In the IPv6 thread below, condense the paragraph beginning "In DNS64, whenever your DNS resolver" into a short list of steps, keeping its main facts.

• Document:
┄┄┄┄┄┄┄┄┄┄┄┄┄┄┄┄┄┄┄┄
Not a chance. IPv6 ate way more memory than IPv4 and memory was expensive back in 1995. Even IPv4 proliferation was chewing up memory and that was why the IETF introduced Classless Inter-Domain Routing (CIDR) in 1993 which gave us subnet masking.
Memory cost was a problem in routing tables until after both the DotBomb and the TeleBomb.
They weren't all that wrong. NAT was an incompatible protocol upgrade - that's why it broke protocols that made pre-NAT assumptions, like FTP - but it kept most of them working. DNS64 is also an incompatible protocol upgrade that breaks protocols that make pre-DNS64 assumptions, like hardcoding addresses - but it keeps most keeps of them working.
In DNS64, whenever your DNS resolver encounters an IPv4-only site, it translates it to an IPv6 address under a translator prefix, and returns that address to the client. The client connects to the translator server via that address, and the translator server opens an IPv4 connection to the website. Your side of the network is IPv6-only, not even running tunneled v4.
This only breaks things to about the same small extent that the introduction of NAT did.
iOS is benefitted from a heavy handed mandate so that it and all of its apps sing on IPv6 only networks. They just need to expose IPv4 internet as IPv6 addresses.
I said "whenever anybody says it's bad and tries to come up with a better alternative, they end up coming up with something equivalent to IPv6", and that's what you did here. And as predicted, it was 6to4 you reinvented.
v4 extension headers are well known to get your packets dropped on the Internet, so they're a non-starter, but there's another extension mechanism you can use: you can set the "next protocol" field to a special value, then put the extended address at the start of the payload, followed by the original payload. This is functionally identical to using extension headers, but using a mechanism that doesn't get your packets dropped.
Far from not being seriously considered, this approach was adopted in v6 as RFC 3056.
> Except after the upgrade, there'd be no parallel system.
┄┄┄┄┄┄┄┄┄┄┄┄┄┄┄┄┄┄┄┄
• Supplied material:
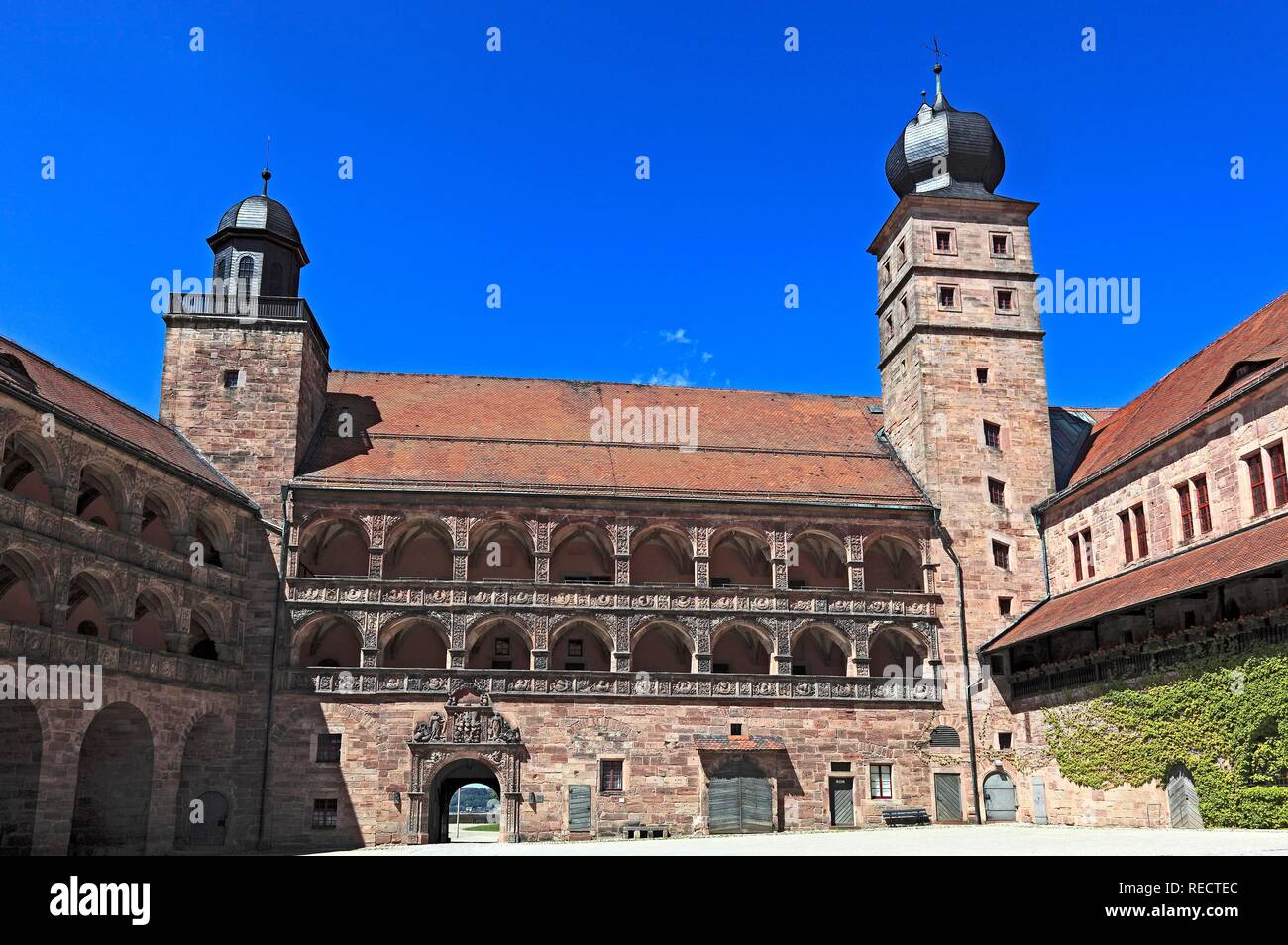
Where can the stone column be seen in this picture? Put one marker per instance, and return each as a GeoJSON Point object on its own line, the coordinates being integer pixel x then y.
{"type": "Point", "coordinates": [778, 559]}
{"type": "Point", "coordinates": [854, 562]}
┄┄┄┄┄┄┄┄┄┄┄┄┄┄┄┄┄┄┄┄
• Reply:
- When the DNS resolver meets an IPv4-only site, it translates the site to an IPv6 address under a translator prefix and returns that address to the client.
- The client connects to the translator server at that address.
- The translator server opens an IPv4 connection to the website.
- The user's side of the network stays IPv6-only, with no tunneled IPv4.